> _Exercise directions_:
The line containing "--fill-rule=evenodd" marks the end: restate word for word every line from the first line of the entries below through that one.

> _Material for this task_:
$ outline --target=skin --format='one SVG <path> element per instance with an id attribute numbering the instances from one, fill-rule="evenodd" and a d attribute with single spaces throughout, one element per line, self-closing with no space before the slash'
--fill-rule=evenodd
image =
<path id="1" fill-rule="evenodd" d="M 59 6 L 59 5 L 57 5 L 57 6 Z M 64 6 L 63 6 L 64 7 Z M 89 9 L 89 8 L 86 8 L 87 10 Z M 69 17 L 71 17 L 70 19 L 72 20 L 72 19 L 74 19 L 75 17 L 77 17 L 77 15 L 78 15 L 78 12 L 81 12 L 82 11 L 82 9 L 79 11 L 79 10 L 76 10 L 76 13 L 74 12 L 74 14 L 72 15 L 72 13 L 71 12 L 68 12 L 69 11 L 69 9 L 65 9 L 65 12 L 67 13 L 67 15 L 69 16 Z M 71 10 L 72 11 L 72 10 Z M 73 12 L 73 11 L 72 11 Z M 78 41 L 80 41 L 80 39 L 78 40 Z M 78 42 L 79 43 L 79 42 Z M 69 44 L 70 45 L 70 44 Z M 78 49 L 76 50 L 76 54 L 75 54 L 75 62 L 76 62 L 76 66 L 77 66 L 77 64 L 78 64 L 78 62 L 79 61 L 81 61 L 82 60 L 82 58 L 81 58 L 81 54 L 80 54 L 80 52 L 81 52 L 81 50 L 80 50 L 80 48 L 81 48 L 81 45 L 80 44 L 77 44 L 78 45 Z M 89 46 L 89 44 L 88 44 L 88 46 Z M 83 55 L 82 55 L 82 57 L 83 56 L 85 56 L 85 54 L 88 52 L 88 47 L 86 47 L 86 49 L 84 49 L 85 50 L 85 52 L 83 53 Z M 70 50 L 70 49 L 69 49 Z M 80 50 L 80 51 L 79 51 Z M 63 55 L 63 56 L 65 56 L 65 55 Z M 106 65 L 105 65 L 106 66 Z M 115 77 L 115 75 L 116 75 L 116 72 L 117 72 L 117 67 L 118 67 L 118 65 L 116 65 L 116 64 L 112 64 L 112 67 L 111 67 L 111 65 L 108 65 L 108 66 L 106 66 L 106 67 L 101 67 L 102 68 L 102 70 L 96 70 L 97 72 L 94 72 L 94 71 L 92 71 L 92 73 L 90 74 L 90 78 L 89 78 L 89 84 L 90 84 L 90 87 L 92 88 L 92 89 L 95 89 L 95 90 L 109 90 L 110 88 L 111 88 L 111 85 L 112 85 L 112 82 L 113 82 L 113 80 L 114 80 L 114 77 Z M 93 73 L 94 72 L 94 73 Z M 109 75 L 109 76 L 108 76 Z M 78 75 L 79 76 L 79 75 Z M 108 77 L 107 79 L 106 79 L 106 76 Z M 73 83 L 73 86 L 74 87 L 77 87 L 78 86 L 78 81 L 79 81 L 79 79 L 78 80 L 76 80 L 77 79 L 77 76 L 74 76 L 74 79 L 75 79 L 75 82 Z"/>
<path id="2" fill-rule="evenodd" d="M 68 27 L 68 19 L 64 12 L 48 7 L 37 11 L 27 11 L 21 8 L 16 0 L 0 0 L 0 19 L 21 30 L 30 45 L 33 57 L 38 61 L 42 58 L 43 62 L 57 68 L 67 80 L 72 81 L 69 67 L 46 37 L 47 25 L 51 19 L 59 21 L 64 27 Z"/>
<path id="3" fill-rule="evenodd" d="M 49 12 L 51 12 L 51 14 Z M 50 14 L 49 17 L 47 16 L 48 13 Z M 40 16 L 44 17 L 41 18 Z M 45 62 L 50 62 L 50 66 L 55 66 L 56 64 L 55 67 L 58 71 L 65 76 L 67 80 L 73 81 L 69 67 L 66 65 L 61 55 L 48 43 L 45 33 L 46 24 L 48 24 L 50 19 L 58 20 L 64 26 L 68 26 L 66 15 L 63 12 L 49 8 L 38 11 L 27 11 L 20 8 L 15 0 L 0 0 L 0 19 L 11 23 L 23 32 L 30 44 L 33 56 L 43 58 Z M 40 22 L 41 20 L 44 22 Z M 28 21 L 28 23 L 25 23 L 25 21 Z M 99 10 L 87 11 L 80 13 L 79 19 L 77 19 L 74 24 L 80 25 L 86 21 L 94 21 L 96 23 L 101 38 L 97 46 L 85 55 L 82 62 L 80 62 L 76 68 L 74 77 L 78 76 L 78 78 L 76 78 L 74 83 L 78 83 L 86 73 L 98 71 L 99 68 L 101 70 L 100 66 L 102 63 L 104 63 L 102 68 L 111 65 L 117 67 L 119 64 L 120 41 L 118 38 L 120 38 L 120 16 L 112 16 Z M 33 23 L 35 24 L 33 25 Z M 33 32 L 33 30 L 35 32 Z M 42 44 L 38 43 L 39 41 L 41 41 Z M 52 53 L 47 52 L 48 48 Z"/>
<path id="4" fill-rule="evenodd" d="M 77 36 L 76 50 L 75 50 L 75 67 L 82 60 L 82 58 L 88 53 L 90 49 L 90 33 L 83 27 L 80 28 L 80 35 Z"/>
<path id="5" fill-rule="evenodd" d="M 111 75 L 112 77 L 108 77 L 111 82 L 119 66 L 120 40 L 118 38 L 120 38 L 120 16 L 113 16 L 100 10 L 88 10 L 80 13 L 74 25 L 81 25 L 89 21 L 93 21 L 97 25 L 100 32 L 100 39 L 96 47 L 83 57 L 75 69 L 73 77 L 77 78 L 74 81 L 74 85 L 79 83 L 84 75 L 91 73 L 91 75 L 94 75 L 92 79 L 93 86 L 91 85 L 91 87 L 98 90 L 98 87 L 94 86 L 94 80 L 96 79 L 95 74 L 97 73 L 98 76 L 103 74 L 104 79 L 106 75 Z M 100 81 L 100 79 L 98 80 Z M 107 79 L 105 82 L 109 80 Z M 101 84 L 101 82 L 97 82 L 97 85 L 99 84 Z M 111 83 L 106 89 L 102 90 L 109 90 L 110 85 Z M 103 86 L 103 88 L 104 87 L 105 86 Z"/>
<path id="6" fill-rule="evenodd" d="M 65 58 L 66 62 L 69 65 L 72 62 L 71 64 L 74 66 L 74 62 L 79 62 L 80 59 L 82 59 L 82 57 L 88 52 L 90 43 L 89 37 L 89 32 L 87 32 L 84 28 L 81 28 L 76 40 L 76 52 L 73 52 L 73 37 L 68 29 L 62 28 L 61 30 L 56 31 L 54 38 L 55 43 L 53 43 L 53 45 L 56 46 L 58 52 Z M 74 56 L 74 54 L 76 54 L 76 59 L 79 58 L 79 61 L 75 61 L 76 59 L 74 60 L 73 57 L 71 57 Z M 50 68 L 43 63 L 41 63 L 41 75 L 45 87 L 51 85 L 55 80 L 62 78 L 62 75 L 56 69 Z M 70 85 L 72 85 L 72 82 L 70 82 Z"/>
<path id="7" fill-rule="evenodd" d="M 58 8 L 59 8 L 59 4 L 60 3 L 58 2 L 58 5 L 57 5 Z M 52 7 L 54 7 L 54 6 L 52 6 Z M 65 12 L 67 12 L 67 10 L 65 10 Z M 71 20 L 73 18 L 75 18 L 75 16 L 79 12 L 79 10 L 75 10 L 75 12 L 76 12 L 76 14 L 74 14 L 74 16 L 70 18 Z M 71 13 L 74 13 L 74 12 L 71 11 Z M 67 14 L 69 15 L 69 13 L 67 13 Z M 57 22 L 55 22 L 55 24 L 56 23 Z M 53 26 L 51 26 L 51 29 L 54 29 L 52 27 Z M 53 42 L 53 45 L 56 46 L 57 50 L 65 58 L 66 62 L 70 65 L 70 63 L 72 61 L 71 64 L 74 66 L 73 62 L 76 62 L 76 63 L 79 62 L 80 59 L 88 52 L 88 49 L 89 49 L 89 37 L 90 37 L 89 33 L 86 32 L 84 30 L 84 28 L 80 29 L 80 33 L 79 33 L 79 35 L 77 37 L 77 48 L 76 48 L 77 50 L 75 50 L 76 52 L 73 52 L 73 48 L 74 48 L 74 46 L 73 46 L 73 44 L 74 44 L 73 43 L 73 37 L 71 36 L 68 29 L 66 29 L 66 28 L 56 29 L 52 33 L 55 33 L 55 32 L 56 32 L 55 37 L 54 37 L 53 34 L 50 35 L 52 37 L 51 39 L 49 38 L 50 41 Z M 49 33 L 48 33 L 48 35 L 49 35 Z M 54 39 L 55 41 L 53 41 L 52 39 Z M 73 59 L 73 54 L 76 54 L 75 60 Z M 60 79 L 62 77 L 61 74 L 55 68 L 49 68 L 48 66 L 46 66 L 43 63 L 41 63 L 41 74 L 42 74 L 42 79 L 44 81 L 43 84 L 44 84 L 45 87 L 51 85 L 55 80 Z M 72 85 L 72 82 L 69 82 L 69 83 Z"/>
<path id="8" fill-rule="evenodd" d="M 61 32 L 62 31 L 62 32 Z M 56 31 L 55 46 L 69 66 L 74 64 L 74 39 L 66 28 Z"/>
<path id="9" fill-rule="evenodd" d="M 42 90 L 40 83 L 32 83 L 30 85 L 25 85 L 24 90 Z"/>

> _Exercise response_:
$ outline --target=skin --format='one SVG <path> element per instance with an id attribute numbering the instances from one, fill-rule="evenodd" and a d attribute with single spaces throughout, one element per line, self-closing with no space before the slash'
--fill-rule=evenodd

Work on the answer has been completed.